### LISTED ENTRIES
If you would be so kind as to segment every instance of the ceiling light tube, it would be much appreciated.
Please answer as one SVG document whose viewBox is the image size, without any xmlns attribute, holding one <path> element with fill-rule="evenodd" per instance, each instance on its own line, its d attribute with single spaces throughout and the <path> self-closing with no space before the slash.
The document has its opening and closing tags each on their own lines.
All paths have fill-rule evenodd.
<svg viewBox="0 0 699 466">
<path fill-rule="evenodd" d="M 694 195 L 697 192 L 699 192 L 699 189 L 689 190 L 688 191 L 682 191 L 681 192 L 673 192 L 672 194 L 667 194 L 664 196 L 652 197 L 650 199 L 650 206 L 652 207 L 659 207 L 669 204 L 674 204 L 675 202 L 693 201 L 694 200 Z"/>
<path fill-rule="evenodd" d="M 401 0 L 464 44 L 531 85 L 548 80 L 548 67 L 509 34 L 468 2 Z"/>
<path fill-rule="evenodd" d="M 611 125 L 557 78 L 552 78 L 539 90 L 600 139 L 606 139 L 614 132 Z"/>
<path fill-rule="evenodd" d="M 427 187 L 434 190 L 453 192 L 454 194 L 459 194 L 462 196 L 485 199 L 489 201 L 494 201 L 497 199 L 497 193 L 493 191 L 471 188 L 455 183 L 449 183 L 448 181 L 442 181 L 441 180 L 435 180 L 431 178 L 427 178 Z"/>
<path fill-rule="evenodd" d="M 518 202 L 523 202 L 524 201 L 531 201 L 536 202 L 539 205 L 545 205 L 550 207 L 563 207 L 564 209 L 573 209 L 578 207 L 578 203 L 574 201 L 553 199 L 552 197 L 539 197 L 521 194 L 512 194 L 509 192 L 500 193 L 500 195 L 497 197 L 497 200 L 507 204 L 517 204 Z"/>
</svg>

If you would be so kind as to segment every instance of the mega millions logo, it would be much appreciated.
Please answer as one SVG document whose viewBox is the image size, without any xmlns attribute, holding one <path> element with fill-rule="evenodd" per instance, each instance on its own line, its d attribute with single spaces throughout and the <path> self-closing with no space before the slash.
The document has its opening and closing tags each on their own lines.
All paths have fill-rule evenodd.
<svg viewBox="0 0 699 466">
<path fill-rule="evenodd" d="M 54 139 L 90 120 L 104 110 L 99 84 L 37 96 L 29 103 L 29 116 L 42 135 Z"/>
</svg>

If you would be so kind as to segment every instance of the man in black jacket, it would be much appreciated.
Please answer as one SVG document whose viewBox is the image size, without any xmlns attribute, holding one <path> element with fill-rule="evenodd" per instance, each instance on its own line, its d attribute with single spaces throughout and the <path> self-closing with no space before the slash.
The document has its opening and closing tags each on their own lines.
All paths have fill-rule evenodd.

### WRITTEN INSTRUCTION
Reproduce every one of the records above word for word, keeping each line as it appears.

### EXERCISE RESULT
If you would be so kind as to segment every instance of the ceiling light tube, it would be much appreciated.
Please answer as one SVG document whose viewBox is the image size, without any xmlns attribute, holding one <path> element with fill-rule="evenodd" per instance, each instance on its own line, its d attribute with single spaces throughout and the <path> self-closing with no space before the slash.
The document has its opening and closing tags each on their own lines.
All paths have fill-rule evenodd.
<svg viewBox="0 0 699 466">
<path fill-rule="evenodd" d="M 694 195 L 697 192 L 699 192 L 699 189 L 689 190 L 688 191 L 682 191 L 681 192 L 673 192 L 672 194 L 667 194 L 664 196 L 652 197 L 650 199 L 650 206 L 652 207 L 659 207 L 669 204 L 674 204 L 675 202 L 693 201 L 694 200 Z"/>
<path fill-rule="evenodd" d="M 401 0 L 464 44 L 531 85 L 548 80 L 548 67 L 509 34 L 468 2 Z"/>
<path fill-rule="evenodd" d="M 611 125 L 557 78 L 552 78 L 539 90 L 600 139 L 606 139 L 614 132 Z"/>
<path fill-rule="evenodd" d="M 427 187 L 434 190 L 453 192 L 454 194 L 459 194 L 462 196 L 485 199 L 489 201 L 494 201 L 497 199 L 497 193 L 493 191 L 471 188 L 455 183 L 449 183 L 448 181 L 442 181 L 441 180 L 435 180 L 431 178 L 427 178 Z"/>
<path fill-rule="evenodd" d="M 518 202 L 523 202 L 524 201 L 531 201 L 536 202 L 539 205 L 545 205 L 550 207 L 563 207 L 564 209 L 573 209 L 578 207 L 578 203 L 574 201 L 553 199 L 552 197 L 539 197 L 521 194 L 512 194 L 509 192 L 500 193 L 500 195 L 497 197 L 497 200 L 507 204 L 517 204 Z"/>
</svg>

If you would be so kind as to segment every instance of the mega millions logo, it would be much appreciated.
Please answer as one SVG document whose viewBox is the image size, without any xmlns attribute, holding one <path> element with fill-rule="evenodd" per instance, each instance on its own line, its d attribute with single spaces throughout and the <path> self-closing with no space before the slash.
The document has its opening and closing tags each on their own lines.
All paths have fill-rule evenodd.
<svg viewBox="0 0 699 466">
<path fill-rule="evenodd" d="M 54 139 L 90 120 L 104 110 L 99 84 L 37 96 L 29 103 L 29 116 L 42 135 Z"/>
</svg>

If you would be so kind as to segment every instance of the man in black jacket, it would be much appreciated.
Please answer as one SVG document whose viewBox is the image size, without any xmlns attribute, holding one <path> element with fill-rule="evenodd" per instance, each instance on its own line, its d attribute with single spaces throughout and the <path> self-closing with no space before the slash.
The document has its opening and closing tags each on their own lines.
All paths have fill-rule evenodd.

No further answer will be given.